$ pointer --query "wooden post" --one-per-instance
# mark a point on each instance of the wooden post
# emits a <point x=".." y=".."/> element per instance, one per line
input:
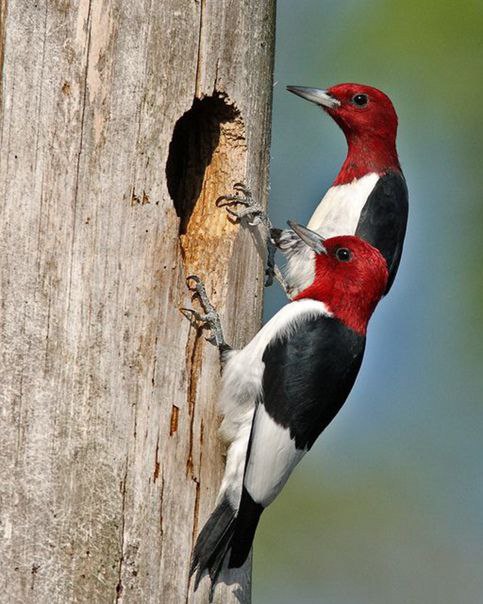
<point x="121" y="124"/>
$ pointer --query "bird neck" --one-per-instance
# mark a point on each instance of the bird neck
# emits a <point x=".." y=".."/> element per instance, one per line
<point x="351" y="301"/>
<point x="366" y="154"/>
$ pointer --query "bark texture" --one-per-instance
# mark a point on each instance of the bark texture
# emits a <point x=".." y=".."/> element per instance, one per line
<point x="121" y="123"/>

========

= What you should do =
Write out again exactly the lines that run from the one holding "# mark a point on each instance of the bark" through the last line of the data; omit all other lines.

= Task output =
# mark a point on each instance of the bark texture
# emits a <point x=".." y=".."/> element per instance, one per line
<point x="121" y="123"/>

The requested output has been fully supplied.